■ Problem statement: Which lines in the material below contain the string "harness"? Gather every such line in full, treating uppercase and lowercase as different.
● ● ● ● ●
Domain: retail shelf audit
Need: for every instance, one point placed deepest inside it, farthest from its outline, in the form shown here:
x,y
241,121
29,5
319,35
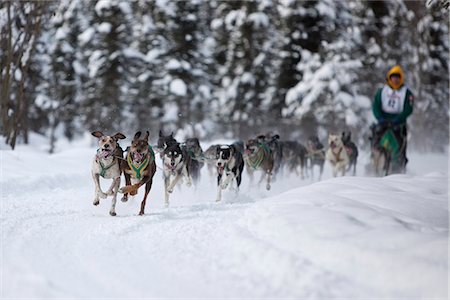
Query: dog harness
x,y
137,168
103,169
257,160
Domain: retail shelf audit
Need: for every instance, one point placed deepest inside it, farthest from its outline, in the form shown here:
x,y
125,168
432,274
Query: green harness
x,y
256,161
103,169
137,169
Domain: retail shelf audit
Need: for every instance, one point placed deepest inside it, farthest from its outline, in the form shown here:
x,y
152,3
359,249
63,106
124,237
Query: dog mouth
x,y
249,151
138,157
104,153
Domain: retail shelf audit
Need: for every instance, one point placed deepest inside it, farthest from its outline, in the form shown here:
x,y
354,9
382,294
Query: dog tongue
x,y
137,156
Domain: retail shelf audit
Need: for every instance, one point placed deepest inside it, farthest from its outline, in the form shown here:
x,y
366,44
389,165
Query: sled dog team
x,y
182,162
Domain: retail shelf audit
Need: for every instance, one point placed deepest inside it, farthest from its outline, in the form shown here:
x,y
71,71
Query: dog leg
x,y
219,193
110,191
115,189
187,176
166,193
173,183
127,182
269,175
148,187
98,191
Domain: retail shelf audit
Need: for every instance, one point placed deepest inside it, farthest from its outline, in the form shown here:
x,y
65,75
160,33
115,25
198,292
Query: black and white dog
x,y
230,165
195,153
294,157
352,150
175,167
316,155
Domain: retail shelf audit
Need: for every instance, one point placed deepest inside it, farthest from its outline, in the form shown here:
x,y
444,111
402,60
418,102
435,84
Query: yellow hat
x,y
395,70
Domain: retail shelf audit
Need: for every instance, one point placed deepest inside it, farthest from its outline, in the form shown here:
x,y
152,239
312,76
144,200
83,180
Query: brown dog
x,y
257,156
106,164
139,168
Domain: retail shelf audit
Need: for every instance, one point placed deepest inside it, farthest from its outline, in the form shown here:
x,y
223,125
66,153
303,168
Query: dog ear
x,y
119,136
137,135
233,149
146,135
97,134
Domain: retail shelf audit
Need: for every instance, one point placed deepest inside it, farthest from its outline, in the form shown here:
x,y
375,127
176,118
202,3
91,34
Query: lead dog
x,y
139,168
196,161
352,150
107,164
259,156
337,155
316,155
175,167
230,165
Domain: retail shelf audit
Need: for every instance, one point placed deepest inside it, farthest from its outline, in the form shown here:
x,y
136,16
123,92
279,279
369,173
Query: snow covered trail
x,y
347,237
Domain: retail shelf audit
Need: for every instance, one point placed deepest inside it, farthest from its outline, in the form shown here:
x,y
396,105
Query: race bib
x,y
392,101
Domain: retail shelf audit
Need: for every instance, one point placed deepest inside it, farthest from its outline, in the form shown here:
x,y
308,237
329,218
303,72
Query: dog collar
x,y
137,169
103,169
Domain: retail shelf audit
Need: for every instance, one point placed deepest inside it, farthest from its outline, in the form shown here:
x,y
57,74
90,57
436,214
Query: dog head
x,y
172,156
224,154
334,141
252,145
107,144
165,140
314,143
346,137
193,145
139,147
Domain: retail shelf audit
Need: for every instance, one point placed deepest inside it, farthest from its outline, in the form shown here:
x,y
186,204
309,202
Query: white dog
x,y
106,164
337,155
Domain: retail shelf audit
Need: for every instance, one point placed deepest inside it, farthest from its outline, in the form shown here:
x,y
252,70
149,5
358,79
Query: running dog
x,y
337,155
176,164
210,157
274,144
352,150
316,155
230,165
107,164
139,168
258,156
195,152
164,141
294,157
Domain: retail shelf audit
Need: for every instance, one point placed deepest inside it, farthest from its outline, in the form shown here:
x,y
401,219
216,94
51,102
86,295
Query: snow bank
x,y
350,237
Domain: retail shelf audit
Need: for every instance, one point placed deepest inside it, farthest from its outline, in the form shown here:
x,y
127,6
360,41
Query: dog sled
x,y
388,149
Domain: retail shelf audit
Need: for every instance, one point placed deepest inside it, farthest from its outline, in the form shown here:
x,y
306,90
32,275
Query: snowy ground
x,y
352,237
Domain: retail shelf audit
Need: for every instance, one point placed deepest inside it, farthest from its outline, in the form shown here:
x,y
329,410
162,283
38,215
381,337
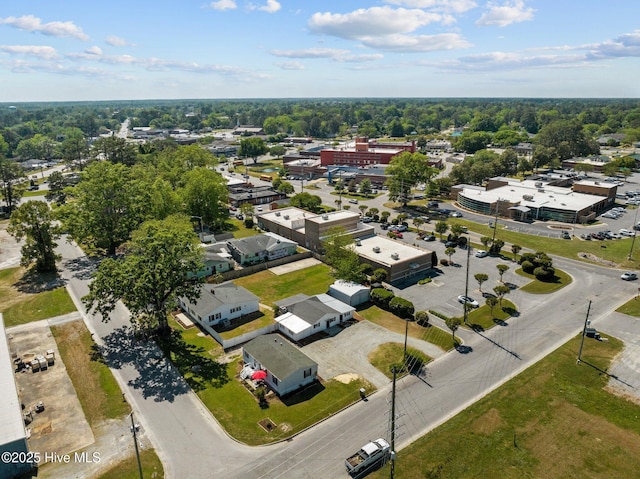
● ● ● ● ●
■ Output for this task:
Query: dog harness
Query: green harness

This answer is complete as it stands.